> _TEXTE FOURNI_
|---|
Thierry : Pour l’Astérix post-Goscinny, je n’ai par contre pas grand-chose à dire. Je pense qu’Astérix est le bébé d’Uderzo et qu’il en fait ce qu’il en veut. Après, en tant que lecteur, je suis un peu passé à côté, d’autant que je n’ai pas lu tous les derniers. Mais je ne critiquerai pas Uderzo car c’est sa création et il fait ce qu’il veut. En tant que créateur de bandes-dessinées, d’univers, j’estime aussi que ces univers sont les miens : si j’ai envie d’aller sur d’autres choses avec, que je deviens vieux et que je veux aller sur quelque chose de complètement décalé avec ce qu’il y avait avant, ça m’appartient et on ne peut pas me jeter la pierre. On peut ne pas aimer, ça je peux comprendre, mais ca ne sert à rien de s’en prendre au créateur. Même si les gens se sont appropriés l’univers d’Astérix, ça reste lui le père et c’est lui qui décide. L’Astérix 33, je n’ai pas lu l’album, même si j’ai lu les critiques dessus... Je pense qu’il faut laisser à Uderzo ce qu’il pense. S’il a envie de faire ça avec Astérix, c’est son problème. Après les gens suivent ou pas. Mais d’un autre côté, Astérix, et donc ses créateurs, quoi qu’il arrive, c’est ma Madeleine de Proust et je ne pourrais jamais en dire du mal.

Au rayon des clins d’œil, il y en a aussi plein à la pop culture japonaise, avec par exemple les petits costumes à découper pour l’héroïne, un « yatta yatta »... Ce sont des choses de typiquement japonaises et on sent une bonne connaissance du sujet.
Cyrielle : Je me suis fait plaisir sur tout l’album mais c’est vrai que pour les pages bonus comme celle-là, je me suis lâchée encore plus. Ce sont mes petits trucs mignons à moi dans lesquels j’aime bien m’exprimer, me faire plaisir, donc effectivement, ce sont des petits clins d’œil. Mais pour le « yatta », c’est Thierry qui m’en a parlé, je ne connaissais pas.
Thierry : Ce que je connais bien du Japon, c’est tous les trucs décalés comme ça, un peu underground, ou historiques aussi. Tout ce qui n’est pas forcément bien dans la culture japonaise. J’ai une vision « sociologique » du Japon. Ce qui m’intéresse, c’est le côté obscur des civilisations. Cyrielle a amené tout ce qui est mignon et moi le reste.
|---|
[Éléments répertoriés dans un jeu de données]
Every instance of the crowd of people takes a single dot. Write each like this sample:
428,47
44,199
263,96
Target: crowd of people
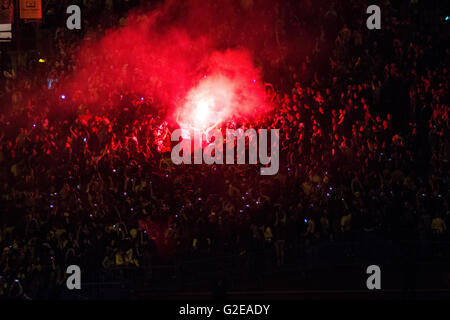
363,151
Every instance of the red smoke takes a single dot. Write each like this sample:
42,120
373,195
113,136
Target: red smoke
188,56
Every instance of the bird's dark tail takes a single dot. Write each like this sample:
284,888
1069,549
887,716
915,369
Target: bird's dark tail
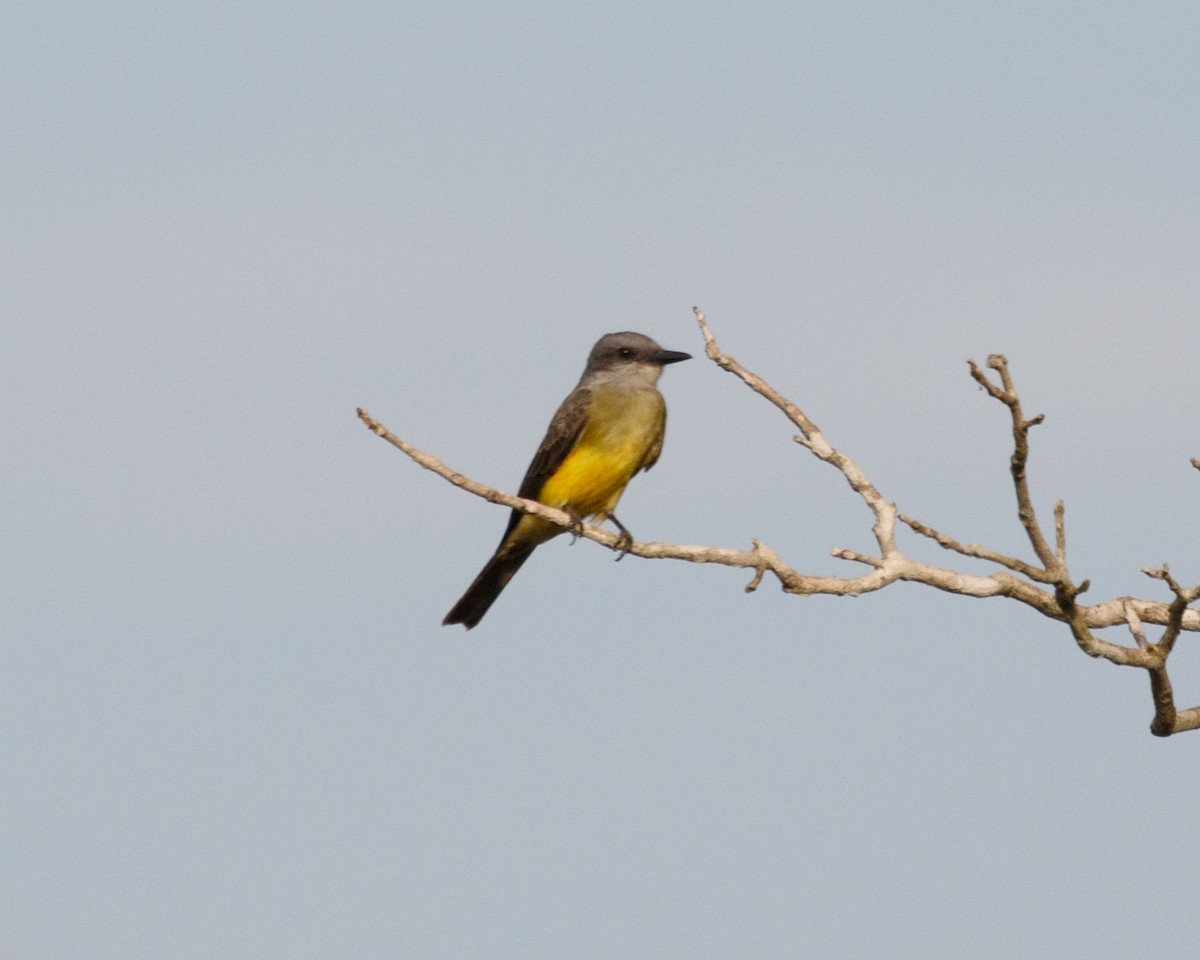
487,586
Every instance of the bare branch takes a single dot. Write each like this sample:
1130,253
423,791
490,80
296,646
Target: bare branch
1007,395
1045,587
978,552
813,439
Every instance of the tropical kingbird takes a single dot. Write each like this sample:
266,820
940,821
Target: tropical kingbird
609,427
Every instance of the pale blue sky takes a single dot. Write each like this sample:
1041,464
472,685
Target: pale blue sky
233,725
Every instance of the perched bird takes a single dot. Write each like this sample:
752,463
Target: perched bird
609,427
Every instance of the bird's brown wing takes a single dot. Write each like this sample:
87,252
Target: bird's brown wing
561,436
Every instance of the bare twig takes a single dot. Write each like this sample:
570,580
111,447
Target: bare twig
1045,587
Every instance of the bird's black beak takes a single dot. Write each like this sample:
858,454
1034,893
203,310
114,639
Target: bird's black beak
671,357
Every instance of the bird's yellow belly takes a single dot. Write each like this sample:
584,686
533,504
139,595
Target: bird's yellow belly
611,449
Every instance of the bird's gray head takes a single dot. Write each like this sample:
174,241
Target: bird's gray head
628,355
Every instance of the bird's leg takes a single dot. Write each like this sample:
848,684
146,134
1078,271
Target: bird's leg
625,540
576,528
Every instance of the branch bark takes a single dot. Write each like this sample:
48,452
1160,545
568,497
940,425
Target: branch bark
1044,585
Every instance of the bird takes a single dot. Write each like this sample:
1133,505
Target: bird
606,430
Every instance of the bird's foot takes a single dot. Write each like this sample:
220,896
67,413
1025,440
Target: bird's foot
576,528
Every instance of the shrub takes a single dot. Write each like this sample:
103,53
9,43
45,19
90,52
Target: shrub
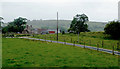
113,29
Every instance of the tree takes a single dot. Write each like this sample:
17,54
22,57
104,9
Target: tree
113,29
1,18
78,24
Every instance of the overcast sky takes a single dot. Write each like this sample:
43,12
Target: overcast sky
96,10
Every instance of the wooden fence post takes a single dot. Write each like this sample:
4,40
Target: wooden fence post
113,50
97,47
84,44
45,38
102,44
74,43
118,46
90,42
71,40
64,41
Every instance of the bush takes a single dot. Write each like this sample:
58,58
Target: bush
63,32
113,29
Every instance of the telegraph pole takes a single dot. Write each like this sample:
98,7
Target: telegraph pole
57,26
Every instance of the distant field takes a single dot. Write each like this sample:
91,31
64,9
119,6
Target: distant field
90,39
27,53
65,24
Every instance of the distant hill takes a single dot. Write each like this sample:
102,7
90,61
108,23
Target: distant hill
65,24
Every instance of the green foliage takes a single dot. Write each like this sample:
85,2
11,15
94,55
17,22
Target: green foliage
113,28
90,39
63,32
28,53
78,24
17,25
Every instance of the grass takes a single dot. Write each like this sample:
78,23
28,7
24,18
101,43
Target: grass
|---|
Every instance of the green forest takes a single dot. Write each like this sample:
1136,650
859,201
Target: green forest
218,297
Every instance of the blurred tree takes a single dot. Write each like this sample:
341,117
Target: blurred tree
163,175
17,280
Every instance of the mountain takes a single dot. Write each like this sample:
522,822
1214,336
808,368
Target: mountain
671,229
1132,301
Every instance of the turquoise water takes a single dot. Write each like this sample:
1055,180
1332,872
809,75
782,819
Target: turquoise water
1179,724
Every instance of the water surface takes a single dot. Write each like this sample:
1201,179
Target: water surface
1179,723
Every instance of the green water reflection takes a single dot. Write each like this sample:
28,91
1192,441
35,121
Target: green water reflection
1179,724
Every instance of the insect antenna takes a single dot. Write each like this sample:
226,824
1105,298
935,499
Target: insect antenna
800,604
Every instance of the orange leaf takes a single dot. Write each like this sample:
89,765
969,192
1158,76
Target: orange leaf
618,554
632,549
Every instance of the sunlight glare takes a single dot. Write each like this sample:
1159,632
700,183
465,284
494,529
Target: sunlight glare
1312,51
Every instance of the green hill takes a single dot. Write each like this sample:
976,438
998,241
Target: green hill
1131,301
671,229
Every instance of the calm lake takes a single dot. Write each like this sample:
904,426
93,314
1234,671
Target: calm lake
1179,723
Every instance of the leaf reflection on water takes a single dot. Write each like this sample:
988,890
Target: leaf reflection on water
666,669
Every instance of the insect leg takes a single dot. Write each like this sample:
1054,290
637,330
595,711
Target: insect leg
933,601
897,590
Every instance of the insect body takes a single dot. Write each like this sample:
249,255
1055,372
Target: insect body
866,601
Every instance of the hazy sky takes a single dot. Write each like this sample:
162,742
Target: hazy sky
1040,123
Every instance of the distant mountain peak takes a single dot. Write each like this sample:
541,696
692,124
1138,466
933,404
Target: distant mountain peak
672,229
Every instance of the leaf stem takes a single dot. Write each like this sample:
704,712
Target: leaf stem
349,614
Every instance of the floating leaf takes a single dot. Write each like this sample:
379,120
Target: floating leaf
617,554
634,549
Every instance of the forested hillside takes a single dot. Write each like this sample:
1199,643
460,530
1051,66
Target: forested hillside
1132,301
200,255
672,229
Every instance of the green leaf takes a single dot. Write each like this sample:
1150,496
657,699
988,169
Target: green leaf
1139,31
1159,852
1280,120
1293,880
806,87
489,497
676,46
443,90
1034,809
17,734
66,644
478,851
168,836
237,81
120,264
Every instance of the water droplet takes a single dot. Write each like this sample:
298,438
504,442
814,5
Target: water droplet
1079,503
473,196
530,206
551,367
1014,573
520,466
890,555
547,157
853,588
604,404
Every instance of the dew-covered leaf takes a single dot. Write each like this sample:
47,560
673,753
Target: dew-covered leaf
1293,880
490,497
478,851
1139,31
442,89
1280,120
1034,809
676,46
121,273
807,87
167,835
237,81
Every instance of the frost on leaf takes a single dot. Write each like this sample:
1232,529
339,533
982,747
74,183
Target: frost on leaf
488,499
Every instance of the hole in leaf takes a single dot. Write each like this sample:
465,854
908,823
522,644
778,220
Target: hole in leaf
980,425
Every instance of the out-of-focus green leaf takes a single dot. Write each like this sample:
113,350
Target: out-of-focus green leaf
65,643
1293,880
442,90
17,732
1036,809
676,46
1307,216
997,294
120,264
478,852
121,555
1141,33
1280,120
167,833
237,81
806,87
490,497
|---|
> _ÉNONCÉ ÉCRIT A_
Dans le texte fourni, traduisez en anglais cette phrase : « Ce qui m’intéresse, c’est le côté obscur des civilisations. »
> _ÉNONCÉ ÉCRIT B_
D’après le texte fourni, qui a parlé du « yatta » à Cyrielle ?

> _RÉSULTAT A_
What interests me is the dark side of civilizations.

> _RÉSULTAT B_
C’est Thierry qui lui en a parlé.